Your assignment:
Your response should contain exactly the lines running from the one with "--target=tree trunk" to the end of the data below, both included, and no pictures.
+-------+
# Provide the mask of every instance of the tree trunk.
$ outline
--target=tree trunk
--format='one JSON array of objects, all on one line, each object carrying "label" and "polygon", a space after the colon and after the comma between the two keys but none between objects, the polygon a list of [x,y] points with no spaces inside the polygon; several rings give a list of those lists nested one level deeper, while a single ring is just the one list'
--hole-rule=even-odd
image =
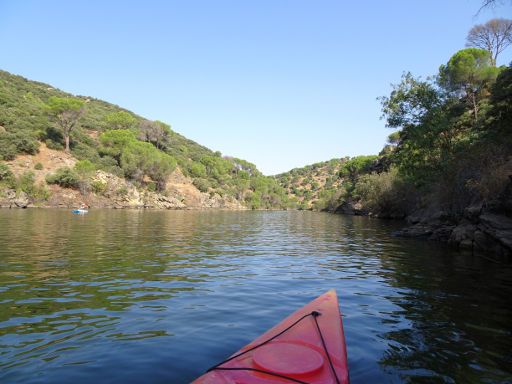
[{"label": "tree trunk", "polygon": [[64,136],[64,143],[66,144],[66,152],[69,152],[69,135]]},{"label": "tree trunk", "polygon": [[476,94],[475,92],[471,93],[471,98],[473,99],[473,113],[475,116],[475,123],[478,120],[478,104],[476,103]]}]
+-------+
Reply:
--target=tree trunk
--format='one JSON array of objects, all on one line, each object carrying "label" and "polygon", a space after the colon and after the comma between the two keys but none between objects, the polygon a list of [x,y] points with no spaces inside the polygon; several rings give a list of those lists nested one level deeper, while a single ring is just the one list'
--hole-rule=even-odd
image =
[{"label": "tree trunk", "polygon": [[64,136],[64,143],[66,144],[66,152],[69,152],[69,135]]},{"label": "tree trunk", "polygon": [[476,94],[475,92],[471,93],[471,98],[473,99],[473,113],[475,116],[475,123],[478,120],[478,104],[476,103]]}]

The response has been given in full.